Description of the task → Copy the listing below, swapping every "keypoint" for "landmark" and keeping all other text the same.

Dataset rows →
________________

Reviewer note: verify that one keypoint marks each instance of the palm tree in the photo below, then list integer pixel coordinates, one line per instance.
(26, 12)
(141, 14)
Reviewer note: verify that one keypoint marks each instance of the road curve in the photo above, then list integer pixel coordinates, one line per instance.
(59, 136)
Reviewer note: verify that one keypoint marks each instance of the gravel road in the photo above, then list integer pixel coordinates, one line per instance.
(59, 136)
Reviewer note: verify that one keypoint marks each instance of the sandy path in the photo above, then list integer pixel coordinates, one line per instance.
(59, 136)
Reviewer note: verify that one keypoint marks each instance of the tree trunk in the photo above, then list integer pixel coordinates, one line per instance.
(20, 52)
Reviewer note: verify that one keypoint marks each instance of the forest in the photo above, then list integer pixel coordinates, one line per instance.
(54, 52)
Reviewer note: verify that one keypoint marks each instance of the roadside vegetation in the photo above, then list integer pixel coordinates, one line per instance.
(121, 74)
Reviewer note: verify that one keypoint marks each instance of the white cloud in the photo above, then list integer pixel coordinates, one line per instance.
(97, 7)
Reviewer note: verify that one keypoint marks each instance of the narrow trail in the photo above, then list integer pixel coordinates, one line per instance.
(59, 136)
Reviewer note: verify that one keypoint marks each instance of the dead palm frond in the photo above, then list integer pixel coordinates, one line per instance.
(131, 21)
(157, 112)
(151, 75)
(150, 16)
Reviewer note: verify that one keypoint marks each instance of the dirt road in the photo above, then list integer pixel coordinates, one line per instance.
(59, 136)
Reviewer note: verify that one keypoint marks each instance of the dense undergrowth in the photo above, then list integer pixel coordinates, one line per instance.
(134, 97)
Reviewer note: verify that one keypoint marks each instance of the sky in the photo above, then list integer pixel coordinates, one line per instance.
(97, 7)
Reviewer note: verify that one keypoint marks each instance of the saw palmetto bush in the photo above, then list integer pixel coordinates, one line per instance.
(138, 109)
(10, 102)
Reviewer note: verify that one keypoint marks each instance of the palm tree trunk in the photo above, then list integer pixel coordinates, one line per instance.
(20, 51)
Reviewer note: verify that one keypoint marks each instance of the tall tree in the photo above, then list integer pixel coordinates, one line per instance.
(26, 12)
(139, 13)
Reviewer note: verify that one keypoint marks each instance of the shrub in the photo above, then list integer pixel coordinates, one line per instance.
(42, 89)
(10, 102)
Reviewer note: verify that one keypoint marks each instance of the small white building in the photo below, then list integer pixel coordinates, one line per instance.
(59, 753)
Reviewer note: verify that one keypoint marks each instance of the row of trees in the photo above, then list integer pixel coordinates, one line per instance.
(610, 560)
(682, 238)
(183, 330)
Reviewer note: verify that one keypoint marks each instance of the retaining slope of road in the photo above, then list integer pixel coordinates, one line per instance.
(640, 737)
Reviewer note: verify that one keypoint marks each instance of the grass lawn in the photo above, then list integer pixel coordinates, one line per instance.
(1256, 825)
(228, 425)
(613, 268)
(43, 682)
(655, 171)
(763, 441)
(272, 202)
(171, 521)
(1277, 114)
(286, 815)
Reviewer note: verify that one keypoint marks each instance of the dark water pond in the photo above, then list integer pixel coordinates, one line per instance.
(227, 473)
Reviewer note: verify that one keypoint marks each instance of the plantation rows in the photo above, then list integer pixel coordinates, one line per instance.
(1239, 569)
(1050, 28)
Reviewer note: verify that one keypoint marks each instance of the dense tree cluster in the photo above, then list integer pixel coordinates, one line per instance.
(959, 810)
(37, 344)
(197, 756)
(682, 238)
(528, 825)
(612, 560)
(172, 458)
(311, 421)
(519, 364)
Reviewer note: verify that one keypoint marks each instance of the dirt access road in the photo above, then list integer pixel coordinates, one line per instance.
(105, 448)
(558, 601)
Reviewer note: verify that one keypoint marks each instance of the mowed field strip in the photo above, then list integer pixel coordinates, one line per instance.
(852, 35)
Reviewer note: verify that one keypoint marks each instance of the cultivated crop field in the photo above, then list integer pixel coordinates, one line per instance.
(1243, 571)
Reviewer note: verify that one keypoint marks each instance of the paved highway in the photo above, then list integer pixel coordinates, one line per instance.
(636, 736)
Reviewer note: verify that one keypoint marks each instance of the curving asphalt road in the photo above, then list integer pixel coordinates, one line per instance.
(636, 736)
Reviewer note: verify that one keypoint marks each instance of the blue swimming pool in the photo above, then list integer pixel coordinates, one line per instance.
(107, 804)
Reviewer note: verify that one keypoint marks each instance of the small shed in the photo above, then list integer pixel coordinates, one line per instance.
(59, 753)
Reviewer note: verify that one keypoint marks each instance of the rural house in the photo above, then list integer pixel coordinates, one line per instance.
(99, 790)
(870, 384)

________________

Exercise solution →
Reviewer note: verify that one landmark marks each instance of the palm tree in the photo below, then list integer pixel coordinates, one line per instance.
(26, 12)
(141, 14)
Reviewer note: verify that one landmark marks each instance of the road curve in the photo above, then list integer pixel coordinates, one line per instance.
(59, 136)
Reviewer note: verify that one landmark marks each instance of the gravel road in the photo above, then list integer pixel coordinates, one line per instance.
(59, 136)
Reviewer note: verify that one landmark marks each instance of the sandy path in the photo above, then list integer pixel coordinates, one line per instance.
(59, 136)
Reviewer note: verify that one landmark marks each instance of the tree trunk in the photo above, then list integer pixel coordinates, one line per instance.
(20, 52)
Reviewer note: verify that one landmark marks each instance of the forest in the photo above, then list integer pixel coordinates, one line per instance.
(54, 52)
Reviewer note: verify that one landmark marks each instance of the roadside vegetation in the photo above, then list integer pixel coordinates, one line per instance.
(121, 74)
Reviewer note: verify that one landmark marks each instance of the white cloud in the photo above, then list integer pixel coordinates, one line per instance.
(97, 7)
Reviewer note: verify that one landmark marks each instance of the narrow trail in the photo above, then list integer pixel coordinates, one line per instance.
(59, 136)
Reviewer note: verify that one landmark marks each instance of the dead palm frond in the photo above, then list integer pixel coordinates, one line per instance.
(131, 21)
(157, 112)
(151, 75)
(150, 16)
Reviewer note: verify that one landmark marks each instance of the dirt road in the photo above, then list integer pixel coordinates, one line per instance.
(59, 136)
Reviewer note: verify that one landmark marks each instance of the dense undergrowth in the photo above, then list integer pixel coordinates, one line per instance.
(134, 97)
Reviewer note: verify that one landmark marks each instance of the sky in the photo above, then list integer pixel coordinates, one line per instance.
(97, 7)
Reviewer note: verify that one landmark marks each instance of the saw palmetto bush in the photo above, then list integer pixel coordinates, one line per instance.
(138, 109)
(10, 102)
Reviewer note: verify that one landmark marks each instance of the palm tree trunk in the photo above, then list integer pixel coordinates, one line per instance.
(20, 51)
Reviewer note: verify that one landmark marks each instance of the tall tree in the photo above, then list integer pixel coordinates, one line per instance.
(26, 12)
(139, 13)
Reviewer note: verify that one landmark marks each instance of the shrub in the photo above, then list integer pixel coordinates, one line per instance.
(42, 89)
(10, 102)
Reviewer note: verify that one landmark marks each instance of the small white building in the photo below, then list integer pixel coordinates, one line per instance.
(59, 753)
Reviewer note: verify that one landmark marks each instance of the row of trees in the photo above, then list integer pixel coordinates, one line per instance.
(610, 560)
(682, 238)
(183, 330)
Reviewer note: verify that one landmark marks each instance of the retaining slope of road in the photo above, then list integer pixel coordinates, one line per instance.
(640, 737)
Reviewer note: verify that one landmark marks each instance of the grass lawn in the photo above, then list integer pixel coordinates, one line per instance.
(1256, 825)
(228, 425)
(613, 268)
(43, 682)
(655, 171)
(763, 441)
(272, 202)
(171, 521)
(1277, 114)
(286, 815)
Reviewer note: verify that one landmark marks each instance of the dark water pond in the photo above, then list integer pixel coordinates, one line per instance.
(227, 473)
Reviewer note: verify that one landmark marks each instance of the plantation rows in the photo above, then list integer pixel coordinates, one line per instance.
(1239, 569)
(1050, 28)
Reviewer note: verify that one landmark marks each instance of the dense tree cluster in the photo above, then list integer pixel coordinates, one line per instance.
(959, 810)
(37, 344)
(197, 756)
(682, 238)
(528, 825)
(612, 560)
(172, 458)
(311, 421)
(519, 364)
Reviewer note: verify that one landmark marks each instance of the dirt access road in the photo above, then list integer pixel coordinates, one line per instance.
(105, 448)
(558, 601)
Reviewer note: verify that one landmark marks each instance of the mowed field strip in the photo above, then list integer pixel coordinates, one line per instance.
(852, 35)
Reviewer note: verify that one landmark marks each instance of the cultivated crop field in the photo above, then list integer pixel coordinates, one line per instance.
(1243, 571)
Reviewer note: verify that one landmark marks each instance of the paved highway in the photo above, then list integer pixel coordinates, one line per instance.
(636, 736)
Reviewer note: verify that one landmark marks each instance of the curving asphalt road in the photo above, then list integer pixel coordinates, one line per instance.
(636, 736)
Reviewer note: verify that one landmark marks each instance of the blue swimming pool in the photo above, then list integer pixel coordinates, one line per instance.
(107, 804)
Reviewer note: verify that one landmark marks each instance of the small shed in the photo above, then list integer pixel coordinates, one line per instance.
(59, 753)
Reviewer note: verify that one landmark marks each instance of the rural house in the photo above, then list integer pixel coordinates, one line per instance.
(99, 790)
(870, 384)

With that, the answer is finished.